• **What to do**
Return the listing verbatim from its first line through the line containing "31], [255, 49]]", both ends included. Leave the pictures out of your answer.

• **Dataset records**
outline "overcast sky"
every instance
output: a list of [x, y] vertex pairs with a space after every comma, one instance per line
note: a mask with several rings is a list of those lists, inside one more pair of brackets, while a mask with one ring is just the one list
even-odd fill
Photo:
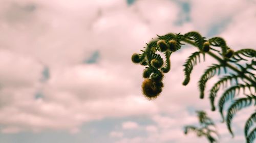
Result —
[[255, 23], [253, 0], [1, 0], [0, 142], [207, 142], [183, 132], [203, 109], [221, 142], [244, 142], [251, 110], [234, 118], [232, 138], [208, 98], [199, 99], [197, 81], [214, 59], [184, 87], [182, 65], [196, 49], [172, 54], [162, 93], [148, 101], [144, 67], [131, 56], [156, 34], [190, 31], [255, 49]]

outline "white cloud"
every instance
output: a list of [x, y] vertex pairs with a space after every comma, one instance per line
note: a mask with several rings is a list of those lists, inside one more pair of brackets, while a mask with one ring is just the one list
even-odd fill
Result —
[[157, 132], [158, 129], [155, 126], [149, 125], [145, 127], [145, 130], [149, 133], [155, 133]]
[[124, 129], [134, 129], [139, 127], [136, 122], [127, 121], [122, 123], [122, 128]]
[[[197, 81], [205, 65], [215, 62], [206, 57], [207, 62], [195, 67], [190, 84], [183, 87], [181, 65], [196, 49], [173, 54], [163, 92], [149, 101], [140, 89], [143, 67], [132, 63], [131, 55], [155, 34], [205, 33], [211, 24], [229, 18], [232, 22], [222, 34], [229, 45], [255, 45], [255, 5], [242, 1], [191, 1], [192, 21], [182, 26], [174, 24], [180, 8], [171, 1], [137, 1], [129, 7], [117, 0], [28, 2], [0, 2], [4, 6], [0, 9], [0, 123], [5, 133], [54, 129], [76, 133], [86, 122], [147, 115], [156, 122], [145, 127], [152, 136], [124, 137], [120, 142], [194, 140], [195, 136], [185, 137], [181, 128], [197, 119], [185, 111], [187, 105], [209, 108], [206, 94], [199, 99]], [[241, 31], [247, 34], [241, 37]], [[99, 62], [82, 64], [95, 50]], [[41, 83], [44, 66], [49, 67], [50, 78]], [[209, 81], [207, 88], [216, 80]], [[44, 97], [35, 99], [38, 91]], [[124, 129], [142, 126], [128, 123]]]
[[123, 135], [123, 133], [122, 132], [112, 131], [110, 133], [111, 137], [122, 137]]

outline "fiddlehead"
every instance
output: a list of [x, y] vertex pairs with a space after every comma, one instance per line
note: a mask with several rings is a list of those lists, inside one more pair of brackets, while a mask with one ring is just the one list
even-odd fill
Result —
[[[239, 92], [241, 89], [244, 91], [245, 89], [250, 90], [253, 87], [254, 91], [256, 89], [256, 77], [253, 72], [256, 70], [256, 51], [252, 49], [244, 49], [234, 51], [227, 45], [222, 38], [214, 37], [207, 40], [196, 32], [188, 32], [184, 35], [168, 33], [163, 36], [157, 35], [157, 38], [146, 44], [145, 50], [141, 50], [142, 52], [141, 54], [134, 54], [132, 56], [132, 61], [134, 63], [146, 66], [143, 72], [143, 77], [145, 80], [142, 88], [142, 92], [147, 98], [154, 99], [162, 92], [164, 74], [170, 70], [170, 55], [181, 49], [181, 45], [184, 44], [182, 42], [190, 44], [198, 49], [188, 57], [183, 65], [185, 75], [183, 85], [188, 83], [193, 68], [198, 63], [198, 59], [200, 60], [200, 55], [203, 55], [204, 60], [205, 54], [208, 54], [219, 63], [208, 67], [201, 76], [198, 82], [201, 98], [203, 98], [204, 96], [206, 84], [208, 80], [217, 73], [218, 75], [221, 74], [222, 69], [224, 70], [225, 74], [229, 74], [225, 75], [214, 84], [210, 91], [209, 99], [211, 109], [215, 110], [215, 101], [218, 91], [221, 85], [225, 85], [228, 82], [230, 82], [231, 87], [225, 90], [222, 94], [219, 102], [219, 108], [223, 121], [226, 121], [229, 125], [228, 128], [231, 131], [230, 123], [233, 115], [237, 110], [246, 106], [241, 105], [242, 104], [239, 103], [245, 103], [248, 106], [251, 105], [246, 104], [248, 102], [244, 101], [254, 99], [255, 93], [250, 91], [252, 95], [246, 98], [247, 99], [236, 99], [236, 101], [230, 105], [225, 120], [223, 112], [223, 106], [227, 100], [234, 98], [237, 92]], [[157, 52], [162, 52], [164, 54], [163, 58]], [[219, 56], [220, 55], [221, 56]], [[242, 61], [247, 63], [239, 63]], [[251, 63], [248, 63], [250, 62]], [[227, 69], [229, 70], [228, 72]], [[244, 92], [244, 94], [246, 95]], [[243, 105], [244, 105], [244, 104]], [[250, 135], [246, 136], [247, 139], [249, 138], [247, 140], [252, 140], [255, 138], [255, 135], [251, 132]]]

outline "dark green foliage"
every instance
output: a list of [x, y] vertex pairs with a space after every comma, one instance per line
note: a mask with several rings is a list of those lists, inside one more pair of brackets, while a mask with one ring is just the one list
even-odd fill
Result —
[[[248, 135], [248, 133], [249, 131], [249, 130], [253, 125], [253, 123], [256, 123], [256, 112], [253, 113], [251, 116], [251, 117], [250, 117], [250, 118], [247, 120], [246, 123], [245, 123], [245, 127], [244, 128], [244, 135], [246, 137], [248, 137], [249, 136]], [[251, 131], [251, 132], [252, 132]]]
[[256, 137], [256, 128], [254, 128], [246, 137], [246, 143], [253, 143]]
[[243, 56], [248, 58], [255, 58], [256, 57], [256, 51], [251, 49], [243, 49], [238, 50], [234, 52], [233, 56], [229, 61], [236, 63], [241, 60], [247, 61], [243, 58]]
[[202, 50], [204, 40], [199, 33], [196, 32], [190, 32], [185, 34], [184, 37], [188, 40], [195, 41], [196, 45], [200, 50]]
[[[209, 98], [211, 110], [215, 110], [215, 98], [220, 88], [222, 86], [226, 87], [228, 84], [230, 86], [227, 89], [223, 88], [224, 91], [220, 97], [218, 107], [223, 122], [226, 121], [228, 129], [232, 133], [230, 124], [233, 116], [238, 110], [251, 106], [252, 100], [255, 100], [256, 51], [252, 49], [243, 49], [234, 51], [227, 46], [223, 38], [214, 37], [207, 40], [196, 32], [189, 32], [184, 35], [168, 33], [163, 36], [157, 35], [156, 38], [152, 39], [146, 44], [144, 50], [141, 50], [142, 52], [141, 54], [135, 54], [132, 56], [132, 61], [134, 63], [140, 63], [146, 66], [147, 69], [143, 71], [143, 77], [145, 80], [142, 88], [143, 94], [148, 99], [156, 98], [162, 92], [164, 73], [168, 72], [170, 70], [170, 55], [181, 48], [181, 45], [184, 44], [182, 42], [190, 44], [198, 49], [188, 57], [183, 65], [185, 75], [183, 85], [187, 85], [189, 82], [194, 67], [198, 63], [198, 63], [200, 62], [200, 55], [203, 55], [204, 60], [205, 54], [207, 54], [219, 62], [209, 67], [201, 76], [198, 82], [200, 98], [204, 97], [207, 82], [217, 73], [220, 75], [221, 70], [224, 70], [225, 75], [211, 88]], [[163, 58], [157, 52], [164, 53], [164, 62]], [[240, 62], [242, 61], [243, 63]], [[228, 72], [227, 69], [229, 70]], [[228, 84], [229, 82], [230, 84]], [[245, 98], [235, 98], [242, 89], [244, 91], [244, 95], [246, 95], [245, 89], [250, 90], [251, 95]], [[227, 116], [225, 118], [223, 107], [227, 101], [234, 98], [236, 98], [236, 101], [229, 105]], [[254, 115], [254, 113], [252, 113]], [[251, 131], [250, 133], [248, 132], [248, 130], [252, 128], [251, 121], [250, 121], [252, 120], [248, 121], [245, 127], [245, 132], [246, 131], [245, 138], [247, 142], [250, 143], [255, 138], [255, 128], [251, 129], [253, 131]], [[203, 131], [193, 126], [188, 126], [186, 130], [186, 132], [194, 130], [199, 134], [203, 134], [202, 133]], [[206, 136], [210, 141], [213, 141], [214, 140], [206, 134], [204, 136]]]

• **Solution to this task**
outline "overcast sky"
every instance
output: a list of [x, y] vertex pairs with a space after every comma, one instance per line
note: a mask with several rings is a list of those lists, inside one more pair of brackets, while a mask with one ring is just the one list
even-odd fill
Photo:
Result —
[[255, 23], [253, 0], [1, 0], [0, 142], [207, 142], [183, 132], [203, 109], [221, 142], [244, 142], [251, 110], [234, 118], [232, 138], [208, 98], [199, 99], [197, 81], [214, 59], [184, 87], [182, 65], [196, 49], [172, 54], [162, 93], [148, 101], [144, 67], [131, 56], [156, 34], [190, 31], [255, 49]]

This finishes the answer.